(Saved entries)

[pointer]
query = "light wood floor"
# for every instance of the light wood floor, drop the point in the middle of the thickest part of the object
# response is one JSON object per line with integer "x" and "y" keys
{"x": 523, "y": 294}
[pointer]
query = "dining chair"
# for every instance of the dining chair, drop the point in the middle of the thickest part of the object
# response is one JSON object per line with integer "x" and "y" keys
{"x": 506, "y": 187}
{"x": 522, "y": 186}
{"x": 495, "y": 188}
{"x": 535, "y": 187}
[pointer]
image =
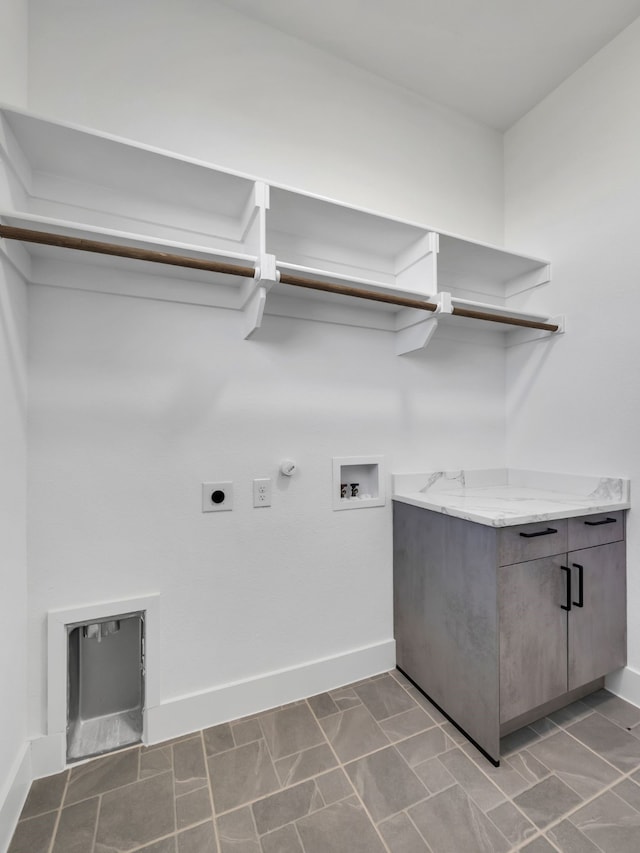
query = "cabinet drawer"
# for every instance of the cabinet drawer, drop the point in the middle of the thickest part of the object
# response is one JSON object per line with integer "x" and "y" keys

◆ **EXERCISE REQUIREMENTS**: Extract the text of all the records above verbatim, excluding pictures.

◆ **THE COMPLETED TASK**:
[pointer]
query = "light wood floor"
# for every instance of the light wood floor, drop the point in the middle of the thickest part of the object
# response is one JSON object per line with integer "x" and "y" keys
{"x": 523, "y": 294}
[pointer]
query = "dining chair"
# for every instance of the dining chair, drop the point in the middle of the thickest part of the object
# response is one JSON object per line with integer "x" and "y" keys
{"x": 506, "y": 187}
{"x": 522, "y": 186}
{"x": 495, "y": 188}
{"x": 535, "y": 187}
[pointer]
image =
query = "cabinet drawer"
# for every instance of the cabinet drawer, drop the point in the middle of the thickest part of the object
# response is one JSON object per line with integer "x" and "y" keys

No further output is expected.